That chronic groin pain sometimes felt by athletes may be called a sports hernia, but it’s not really a hernia at all, according to Dr. Katherine Lamond, assistant professor of surgery at the University of Maryland School of Medicine and a surgeon at the University of Maryland Medical Center. She said they are different from what’s normally thought of as a hernia and sometimes tough to diagnose. But once doctors determine that this is the cause, there is effective treatment.

Q: What is the difference between a sports hernia and other types of hernias?

A: The classic definition of the word hernia is a protrusion of tissue through an opening. Hernias can occur in a number of places, but most commonly in the umbilicus and inguinal canal or after previous abdominal surgery.

A sports hernia is not in fact a hernia, but rather a term that refers to chronic groin pain typically found in athletes. A region of the inguinal canal, which is a tunnel in the lower abdominal muscle wall, becomes weakened and causes pressure on nerves and therefore debilitating pain. An inguinal hernia also causes groin pain, however it is also associated with a bulge or swelling along the groin or in the testicle.

Because the term sports hernia is a misnomer, it can make the explanation and description fairly complex.

Q: Are sports hernias common, and who is most prone to have one?

A: Sports hernias are much less common than a classic inguinal hernia. Male athletes are more likely to be diagnosed with a sports hernia than females, and this is probably because the inguinal canal and pelvis are formed differently in women.

Sports hernias are extensively described in professional soccer players in Europe. Lacrosse, football and ice hockey are other common sports that may make athletes more susceptible to having a sports hernia. We may see more of these types of injuries in young athletes as the fall sports season gets under way.

Instructions
(1) Answer these questions from the sports hernia Q&A:
(a) Where do hernias most commonly occur?
(b) How does the text describe the inguinal canal?
(c) Besides soccer, which sports does the text name as making athletes more susceptible to a sports hernia?
(2) Write the next part of the sports hernia Q&A, continuing after its last paragraph.
The data that comes after this text is separate material and has no connection to it.

Dataset content
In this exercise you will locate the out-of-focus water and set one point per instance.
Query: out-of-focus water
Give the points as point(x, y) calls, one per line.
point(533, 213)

Responses to the tasks
(1)
(a) In the umbilicus and inguinal canal, or after previous abdominal surgery.
(b) As a tunnel in the lower abdominal muscle wall.
(c) Lacrosse, football and ice hockey.

(2)
Q: How do you know if you have one? What are some of the symptoms?

A: It can be difficult to diagnose a sports hernia; however, a thorough history and physical exam by a physician familiar with sports hernia is usually sufficient. Sometimes imaging studies, such as an MRI, X-ray or ultrasound can be helpful, especially to rule out other injuries, such as muscle strains or hip abnormalities. It is crucial to undergo a thorough evaluation, because symptoms of sports hernia can be similar to other medical problems. Often patients will complain of a sharp pain while kicking, running or pivoting, which may subside with rest. Discomfort with sit-ups and when getting in and out of a car is also frequently described.

Q: Will it go away on its own or does it require treatment?

A: Because a sports hernia is not a true hernia, it is possible for some athletes to recover from this condition with a combination of rest, physical therapy and anti-inflammatory medication, such as ibuprofen. However, a sports hernia can also be a debilitating problem which forces athletes to remain on the sidelines. In these cases, surgical treatment may be required.